Records to process Block Start

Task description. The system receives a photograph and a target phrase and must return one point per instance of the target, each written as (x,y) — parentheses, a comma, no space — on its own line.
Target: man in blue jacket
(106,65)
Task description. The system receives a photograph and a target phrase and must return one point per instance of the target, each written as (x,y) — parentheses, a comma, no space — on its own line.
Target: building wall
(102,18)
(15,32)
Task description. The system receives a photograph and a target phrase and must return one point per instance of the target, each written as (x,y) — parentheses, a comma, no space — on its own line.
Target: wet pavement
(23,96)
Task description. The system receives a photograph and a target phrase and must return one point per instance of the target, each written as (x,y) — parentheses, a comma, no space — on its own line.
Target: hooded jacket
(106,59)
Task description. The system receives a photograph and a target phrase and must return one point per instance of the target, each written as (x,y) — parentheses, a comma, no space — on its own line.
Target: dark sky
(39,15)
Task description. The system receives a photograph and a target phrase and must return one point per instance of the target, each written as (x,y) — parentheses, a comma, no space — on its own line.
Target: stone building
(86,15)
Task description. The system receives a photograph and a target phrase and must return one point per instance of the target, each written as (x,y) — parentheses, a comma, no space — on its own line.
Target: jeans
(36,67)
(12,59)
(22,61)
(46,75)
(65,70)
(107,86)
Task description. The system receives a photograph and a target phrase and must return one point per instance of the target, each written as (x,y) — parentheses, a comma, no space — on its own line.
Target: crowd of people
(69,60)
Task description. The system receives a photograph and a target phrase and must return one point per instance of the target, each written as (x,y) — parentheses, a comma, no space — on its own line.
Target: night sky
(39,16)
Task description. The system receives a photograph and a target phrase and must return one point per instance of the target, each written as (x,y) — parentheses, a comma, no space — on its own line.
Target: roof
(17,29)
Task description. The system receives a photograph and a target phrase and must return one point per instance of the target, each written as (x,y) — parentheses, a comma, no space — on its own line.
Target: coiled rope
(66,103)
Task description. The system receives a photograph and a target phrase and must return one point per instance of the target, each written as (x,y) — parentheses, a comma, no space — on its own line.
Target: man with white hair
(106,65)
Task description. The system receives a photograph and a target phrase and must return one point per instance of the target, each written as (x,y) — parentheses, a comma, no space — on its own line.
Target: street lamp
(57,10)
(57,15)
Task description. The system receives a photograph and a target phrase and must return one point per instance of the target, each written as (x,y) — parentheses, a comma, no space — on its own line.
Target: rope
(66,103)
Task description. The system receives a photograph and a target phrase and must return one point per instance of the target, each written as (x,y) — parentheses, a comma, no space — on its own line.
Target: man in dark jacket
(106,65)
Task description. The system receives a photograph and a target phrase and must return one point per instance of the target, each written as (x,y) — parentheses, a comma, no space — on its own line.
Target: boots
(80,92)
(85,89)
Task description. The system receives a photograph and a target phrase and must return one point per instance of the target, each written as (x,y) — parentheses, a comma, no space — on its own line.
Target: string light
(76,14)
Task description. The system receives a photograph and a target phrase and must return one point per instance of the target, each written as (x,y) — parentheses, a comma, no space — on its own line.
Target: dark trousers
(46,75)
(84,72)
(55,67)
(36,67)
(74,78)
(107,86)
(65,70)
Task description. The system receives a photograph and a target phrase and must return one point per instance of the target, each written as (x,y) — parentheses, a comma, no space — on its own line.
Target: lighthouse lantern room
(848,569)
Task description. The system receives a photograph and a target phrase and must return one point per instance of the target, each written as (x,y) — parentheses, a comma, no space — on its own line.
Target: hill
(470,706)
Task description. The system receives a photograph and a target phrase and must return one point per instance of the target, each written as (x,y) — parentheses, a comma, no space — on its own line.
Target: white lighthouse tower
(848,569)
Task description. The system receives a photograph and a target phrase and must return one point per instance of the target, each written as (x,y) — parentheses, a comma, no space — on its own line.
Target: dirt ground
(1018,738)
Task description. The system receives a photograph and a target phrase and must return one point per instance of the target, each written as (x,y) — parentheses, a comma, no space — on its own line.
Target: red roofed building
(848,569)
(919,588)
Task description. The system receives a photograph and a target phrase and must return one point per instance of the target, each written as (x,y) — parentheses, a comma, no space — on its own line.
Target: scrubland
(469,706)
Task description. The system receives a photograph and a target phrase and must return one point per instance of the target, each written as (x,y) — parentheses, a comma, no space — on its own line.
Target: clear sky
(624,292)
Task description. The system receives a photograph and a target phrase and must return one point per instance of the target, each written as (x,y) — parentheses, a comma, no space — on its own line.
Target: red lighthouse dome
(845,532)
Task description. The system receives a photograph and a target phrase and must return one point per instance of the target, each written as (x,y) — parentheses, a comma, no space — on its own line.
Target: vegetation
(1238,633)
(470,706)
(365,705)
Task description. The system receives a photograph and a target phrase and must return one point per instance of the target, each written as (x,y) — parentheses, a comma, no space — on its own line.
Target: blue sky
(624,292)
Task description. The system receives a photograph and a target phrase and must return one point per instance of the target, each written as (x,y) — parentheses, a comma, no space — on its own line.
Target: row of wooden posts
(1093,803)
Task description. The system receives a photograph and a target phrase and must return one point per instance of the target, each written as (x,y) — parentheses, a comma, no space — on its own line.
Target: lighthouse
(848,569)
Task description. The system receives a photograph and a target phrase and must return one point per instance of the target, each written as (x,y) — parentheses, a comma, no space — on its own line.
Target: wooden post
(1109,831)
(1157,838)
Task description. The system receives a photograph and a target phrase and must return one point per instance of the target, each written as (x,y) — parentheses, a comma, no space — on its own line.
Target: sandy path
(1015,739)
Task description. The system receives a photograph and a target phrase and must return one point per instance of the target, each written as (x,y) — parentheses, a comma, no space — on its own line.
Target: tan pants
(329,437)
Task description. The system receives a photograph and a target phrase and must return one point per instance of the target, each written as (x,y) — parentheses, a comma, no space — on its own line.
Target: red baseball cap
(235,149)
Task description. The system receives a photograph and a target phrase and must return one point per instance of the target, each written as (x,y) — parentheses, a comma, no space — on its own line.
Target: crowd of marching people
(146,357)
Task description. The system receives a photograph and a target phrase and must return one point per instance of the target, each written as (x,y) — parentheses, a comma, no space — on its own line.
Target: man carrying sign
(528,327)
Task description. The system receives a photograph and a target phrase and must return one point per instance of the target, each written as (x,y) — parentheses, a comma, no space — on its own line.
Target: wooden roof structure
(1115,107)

Records to process Block End

Work task: From the first line to the last, transcribe the records exactly.

Exercise output:
Task description. The system receives a photograph and a target phrase and must return one point per instance of the target, each written as (x,y) — parentheses, a comma, no space — on its own line.
Target: man in blue jacket
(106,65)
Task description. The system receives a photograph and a target phrase and must return one point per instance of the target, each written as (x,y) — parentheses, a comma, no space — on its own line.
Target: building wall
(102,18)
(15,32)
Task description. The system receives a photograph and a target phrase and must return one point per instance of the target, each written as (x,y) — parentheses, a comma, no space — on its own line.
Target: wet pavement
(23,96)
Task description. The system receives a photograph and a target phrase and must return one point per instance of the target, each written as (x,y) — parentheses, a comma, no space — on its own line.
Target: hooded jacket
(106,59)
Task description. The system receives a photograph and a target phrase and must return one point per instance of the target, each written as (x,y) — parentheses, a comma, no space — on its own line.
Target: dark sky
(39,15)
Task description. The system receives a photograph and a target phrase and must return one point per instance of the target, each written as (x,y) — parentheses, a comma, no space — on its own line.
Target: stone building
(86,15)
Task description. The system receives a photograph and a target phrase and must return one point per instance of the target, each written as (x,y) — parentheses, a comma, no space — on its own line.
Target: jeans
(36,67)
(12,59)
(22,61)
(46,75)
(65,70)
(107,86)
Task description. The system receives a photograph and a target phrase and must return one point per instance of the target, each written as (x,y) — parentheses, a comma, no space — on its own line.
Target: crowd of people
(69,60)
Task description. The system receives a photograph and a target phrase and must return one point per instance of the target, each written as (x,y) — parentheses, a comma, no space — on its own line.
Target: night sky
(39,16)
Task description. The system receives a photograph and a target phrase and must return one point per instance of the target, each written as (x,y) — parentheses, a comma, no space — on its own line.
Target: roof
(17,29)
Task description. The system receives a photograph and a target phrase and must return one point per instance of the target, each written as (x,y) — parentheses, a comma, no space — on its own line.
Target: coiled rope
(66,103)
Task description. The system receives a photograph and a target phrase and must return one point per instance of the target, each written as (x,y) — parentheses, a comma, no space — on its own line.
Target: man with white hair
(106,65)
Task description. The system receives a photograph and a target phrase and must return one point per instance of the target, each written as (x,y) — parentheses, a comma, no space — on its own line.
Target: street lamp
(57,10)
(57,15)
Task description. The system receives a photograph and a target phrase and must return one point per instance of the target, each written as (x,y) — parentheses, a comma, no space — on its own line.
Target: rope
(66,103)
Task description. The system receives a photograph and a target phrase and must return one point per instance of the target, each written as (x,y) — parentheses, a comma, no space — on its own line.
Target: man in dark jacket
(106,65)
Task description. The system receives a photograph and a target phrase and must return one point per instance of the target, each written as (x,y) — parentheses, a comma, no space — on its own line.
Target: boots
(80,92)
(85,89)
Task description. The system receives a photograph and a target phrase and must return one point per instance of the target, each written as (x,y) — parentheses, a comma, no space — on its own line.
Target: string light
(76,14)
Task description. The system receives a photograph and a target phrase and must return one point per instance of the target, each written as (x,y) — parentheses, a comma, no space — on its own line.
Target: dark trousers
(46,75)
(84,72)
(55,67)
(36,67)
(74,78)
(107,86)
(65,70)
Task description. The system receives a photograph and a target phrase and must return one point per instance of the target, each written as (x,y) — parentheses, a comma, no space — on its own line.
Target: lighthouse lantern room
(848,569)
Task description. The system receives a photograph and a target phrase and must return one point per instance of the target, each written as (x,y) — parentheses, a comma, no space — on its own line.
Target: hill
(470,706)
Task description. The system receives a photograph and a target phrase and must return one point per instance of the target, each written as (x,y) — parentheses, a comma, no space — on its own line.
Target: white lighthouse tower
(848,569)
Task description. The system receives a photograph and a target phrase and must return one point per instance of the target, each written as (x,y) — parentheses, a comma, no space — on its own line.
Target: dirt ground
(1018,738)
Task description. The system receives a photograph and a target phrase and must return one point per instance of the target, each written as (x,y) — parentheses, a comma, no space — on its own line.
Target: red roofed building
(848,569)
(919,588)
Task description. The system receives a photograph and a target phrase and must return one point per instance of the target, each written as (x,y) — parentheses, a comma, no space — on its own line.
Target: scrubland
(469,706)
Task description. The system receives a photograph and a target phrase and must return one point per instance of the target, each written as (x,y) — parentheses, a comma, no space — on its own line.
Target: clear sky
(624,292)
Task description. The system receives a photograph and a target phrase and must return one point per instance of the target, each written as (x,y) — parentheses, a comma, no space — on its own line.
Target: red lighthouse dome
(845,532)
Task description. The system receives a photograph and a target phrase and must return one point per instance of the target, each written as (x,y) — parentheses, a comma, no space — on its own line.
Target: vegetation
(1238,633)
(470,706)
(365,705)
Task description. The system receives a photograph and a target phrase and must return one point per instance of the target, each written as (x,y) — parentheses, a comma, no space — on its own line.
Target: blue sky
(624,292)
Task description. The system receives a photograph and a target phrase and must return one point per instance of the target, each written as (x,y) — parentheses, a comma, no space — on its own line.
Target: row of wooden posts
(1093,803)
Task description. The system receives a photograph and a target phrase and must return one point per instance of the target, each written as (x,y) — parentheses, a comma, no space — on its own line.
Target: lighthouse
(848,569)
Task description. The system receives a photograph and a target phrase and must return one point per instance of the target, each written as (x,y) — parentheses, a comma, no space — on its own line.
Target: wooden post
(1109,831)
(1157,838)
Task description. The system receives a photograph and a target phrase and must return one point per instance of the target, each written as (x,y) — parentheses, a comma, no space — on its own line.
Target: sandy path
(1015,739)
Task description. The system receives a photograph and a target phrase and must return one point per instance of the target, each written as (x,y) — parentheses, a comma, no space — on its own line.
Target: tan pants
(329,437)
Task description. The system receives a photograph and a target phrase and must return one point per instance of the target, each written as (x,y) — parentheses, a comma, no space — on its own line.
Target: red baseball cap
(235,149)
Task description. The system receives a photograph and a target phrase and must return one point per instance of the target, each written as (x,y) — parentheses, a comma, no space — on its own line.
Target: crowd of marching people
(146,357)
Task description. The system receives a photograph and a target phrase and must return one point per instance of the target, each written as (x,y) — parentheses, a comma, no space — on its own line.
Target: man carrying sign
(528,327)
Task description. The system receives a photograph and a target phrase and must return one point per instance of the target, each written as (x,y) — parentheses, a comma, no space — on its own line.
Target: wooden roof structure
(1115,107)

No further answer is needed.